● **WHAT TO WORK ON**
Reproduce the data word for word, from its first line through the line containing "of the <item>globe</item>", with both of those lines included.
-- GIVEN INFORMATION start --
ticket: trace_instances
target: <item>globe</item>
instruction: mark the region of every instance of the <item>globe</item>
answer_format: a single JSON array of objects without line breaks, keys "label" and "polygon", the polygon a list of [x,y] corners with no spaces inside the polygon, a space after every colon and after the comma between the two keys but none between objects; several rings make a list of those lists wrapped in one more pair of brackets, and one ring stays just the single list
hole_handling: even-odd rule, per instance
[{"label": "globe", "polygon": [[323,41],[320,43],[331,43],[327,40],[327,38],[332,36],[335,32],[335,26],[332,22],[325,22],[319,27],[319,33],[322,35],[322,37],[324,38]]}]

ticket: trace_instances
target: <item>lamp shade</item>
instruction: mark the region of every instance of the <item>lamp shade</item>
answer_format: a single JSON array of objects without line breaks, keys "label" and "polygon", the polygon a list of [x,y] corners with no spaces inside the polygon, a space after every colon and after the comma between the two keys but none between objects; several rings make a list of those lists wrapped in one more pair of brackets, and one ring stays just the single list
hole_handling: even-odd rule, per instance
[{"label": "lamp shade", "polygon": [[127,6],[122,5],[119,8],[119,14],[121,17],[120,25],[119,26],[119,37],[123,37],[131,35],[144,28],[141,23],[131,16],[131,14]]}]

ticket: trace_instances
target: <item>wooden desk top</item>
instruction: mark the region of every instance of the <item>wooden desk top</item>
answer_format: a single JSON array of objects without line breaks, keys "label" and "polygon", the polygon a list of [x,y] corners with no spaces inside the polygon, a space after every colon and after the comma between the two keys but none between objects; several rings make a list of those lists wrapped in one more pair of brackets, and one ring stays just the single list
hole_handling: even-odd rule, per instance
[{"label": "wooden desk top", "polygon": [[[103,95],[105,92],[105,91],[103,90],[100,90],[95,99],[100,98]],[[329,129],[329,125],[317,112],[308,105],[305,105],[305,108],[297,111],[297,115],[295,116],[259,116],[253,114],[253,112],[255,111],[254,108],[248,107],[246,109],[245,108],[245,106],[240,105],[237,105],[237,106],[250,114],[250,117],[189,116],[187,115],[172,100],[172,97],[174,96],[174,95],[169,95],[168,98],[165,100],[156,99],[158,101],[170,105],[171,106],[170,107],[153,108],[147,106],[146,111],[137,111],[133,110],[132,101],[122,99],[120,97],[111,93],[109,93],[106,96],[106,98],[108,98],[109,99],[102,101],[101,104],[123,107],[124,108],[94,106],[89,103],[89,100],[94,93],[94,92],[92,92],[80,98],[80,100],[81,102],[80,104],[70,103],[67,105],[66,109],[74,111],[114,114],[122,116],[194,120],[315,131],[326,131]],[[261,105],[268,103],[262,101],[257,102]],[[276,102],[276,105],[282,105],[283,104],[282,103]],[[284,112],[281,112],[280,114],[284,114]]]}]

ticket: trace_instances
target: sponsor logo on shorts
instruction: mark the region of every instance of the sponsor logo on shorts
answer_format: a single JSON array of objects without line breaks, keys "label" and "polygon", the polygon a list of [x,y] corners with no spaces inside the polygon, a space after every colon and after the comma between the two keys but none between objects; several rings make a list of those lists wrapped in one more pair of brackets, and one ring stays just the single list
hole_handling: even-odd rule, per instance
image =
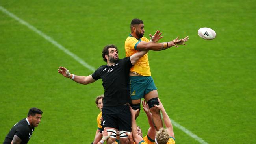
[{"label": "sponsor logo on shorts", "polygon": [[132,93],[131,94],[132,96],[135,96],[136,95],[136,91],[135,90],[133,92],[132,92]]}]

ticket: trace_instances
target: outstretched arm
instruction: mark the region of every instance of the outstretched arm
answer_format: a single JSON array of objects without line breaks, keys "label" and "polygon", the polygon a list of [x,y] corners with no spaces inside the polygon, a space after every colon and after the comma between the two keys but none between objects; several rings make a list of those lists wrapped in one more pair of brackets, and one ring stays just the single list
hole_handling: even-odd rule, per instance
[{"label": "outstretched arm", "polygon": [[165,123],[165,126],[166,126],[166,129],[167,129],[167,131],[169,134],[169,136],[172,137],[173,138],[174,137],[174,133],[173,132],[173,125],[172,125],[172,123],[171,122],[171,120],[168,116],[167,113],[165,111],[163,106],[161,103],[159,98],[158,98],[158,102],[159,102],[159,105],[154,105],[154,106],[157,107],[160,111],[162,111],[162,114],[163,114],[163,122]]},{"label": "outstretched arm", "polygon": [[135,120],[135,115],[136,115],[136,113],[139,111],[139,109],[134,111],[130,106],[129,106],[129,107],[130,111],[131,111],[132,117],[132,137],[134,138],[134,140],[135,141],[135,142],[136,144],[139,144],[139,142],[143,140],[143,138],[138,134],[138,131],[137,131],[137,124],[136,123],[136,120]]},{"label": "outstretched arm", "polygon": [[177,45],[186,45],[184,42],[188,41],[188,36],[184,39],[178,39],[179,37],[175,39],[168,42],[162,43],[155,43],[153,42],[148,42],[141,41],[138,44],[137,49],[139,50],[152,50],[160,51],[165,50],[171,48],[173,46],[178,47]]},{"label": "outstretched arm", "polygon": [[143,110],[146,113],[147,116],[148,117],[148,124],[150,127],[148,128],[148,136],[150,138],[153,140],[156,137],[156,130],[155,129],[155,127],[153,123],[153,120],[152,120],[152,114],[150,112],[149,110],[149,107],[148,105],[146,103],[145,100],[142,101],[142,105],[143,106]]},{"label": "outstretched arm", "polygon": [[96,81],[93,79],[91,74],[88,76],[80,76],[75,75],[69,73],[69,70],[66,68],[60,66],[58,69],[58,72],[61,74],[63,76],[72,79],[76,82],[84,85],[87,85],[93,83]]}]

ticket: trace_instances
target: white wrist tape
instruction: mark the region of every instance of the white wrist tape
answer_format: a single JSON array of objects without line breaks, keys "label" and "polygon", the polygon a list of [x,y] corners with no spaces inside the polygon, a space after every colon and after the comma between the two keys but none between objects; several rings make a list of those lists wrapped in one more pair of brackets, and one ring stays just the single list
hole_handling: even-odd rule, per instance
[{"label": "white wrist tape", "polygon": [[70,76],[70,73],[69,73],[69,70],[66,69],[66,70],[65,71],[65,72],[66,73],[66,74],[67,74],[67,77],[69,78]]},{"label": "white wrist tape", "polygon": [[74,80],[74,79],[75,78],[75,75],[73,74],[73,76],[72,76],[72,78],[71,78],[71,79]]},{"label": "white wrist tape", "polygon": [[100,140],[100,143],[102,143],[102,144],[104,144],[104,141],[102,140]]}]

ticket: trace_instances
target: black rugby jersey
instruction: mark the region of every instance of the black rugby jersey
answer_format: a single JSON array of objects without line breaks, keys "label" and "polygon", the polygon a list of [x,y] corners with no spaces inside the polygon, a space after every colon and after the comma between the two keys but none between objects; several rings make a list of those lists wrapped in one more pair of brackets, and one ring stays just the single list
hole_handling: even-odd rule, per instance
[{"label": "black rugby jersey", "polygon": [[119,59],[115,65],[102,65],[92,74],[93,79],[101,79],[104,88],[103,106],[117,106],[130,103],[127,84],[130,68],[133,65],[130,57]]},{"label": "black rugby jersey", "polygon": [[22,120],[14,125],[11,129],[6,137],[3,144],[11,144],[15,135],[21,139],[21,144],[27,144],[34,129],[34,127],[30,127],[28,122],[26,119]]}]

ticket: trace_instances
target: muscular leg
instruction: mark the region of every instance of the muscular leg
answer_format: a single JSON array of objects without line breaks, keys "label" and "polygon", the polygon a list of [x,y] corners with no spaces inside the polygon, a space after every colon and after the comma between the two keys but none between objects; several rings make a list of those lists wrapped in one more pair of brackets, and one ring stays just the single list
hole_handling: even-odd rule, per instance
[{"label": "muscular leg", "polygon": [[[158,98],[158,94],[157,93],[157,90],[151,91],[147,94],[144,96],[144,99],[146,101],[155,98]],[[163,127],[163,121],[161,118],[160,111],[157,108],[153,107],[149,109],[150,112],[152,114],[152,119],[155,127],[157,131],[158,131],[160,127]]]},{"label": "muscular leg", "polygon": [[128,138],[120,138],[120,144],[129,144],[130,143]]},{"label": "muscular leg", "polygon": [[[141,99],[137,99],[137,100],[132,100],[132,104],[141,104]],[[139,111],[138,111],[137,113],[136,114],[135,116],[137,118],[139,116]]]},{"label": "muscular leg", "polygon": [[[106,129],[107,129],[107,131],[108,131],[108,132],[109,132],[109,131],[108,130],[108,129],[114,129],[114,130],[115,130],[116,131],[117,131],[116,129],[115,129],[115,128],[111,128],[111,127],[106,127]],[[115,135],[116,135],[116,134],[114,134],[112,132],[112,134],[111,135],[112,135],[113,134],[114,134]],[[107,144],[111,144],[113,143],[113,142],[115,142],[115,138],[113,138],[112,137],[109,137],[109,138],[108,138],[108,139],[107,139],[107,141],[106,141]]]}]

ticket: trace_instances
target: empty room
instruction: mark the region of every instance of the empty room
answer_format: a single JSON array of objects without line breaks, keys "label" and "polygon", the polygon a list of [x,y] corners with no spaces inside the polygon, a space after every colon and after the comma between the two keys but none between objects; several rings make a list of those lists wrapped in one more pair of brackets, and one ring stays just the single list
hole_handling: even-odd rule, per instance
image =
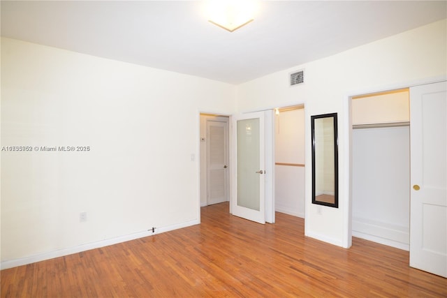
-- GIVEN INFORMATION end --
● **THE RESULT**
ticket: trace_instances
target: <item>globe</item>
instruction: mark the region of every instance of the <item>globe</item>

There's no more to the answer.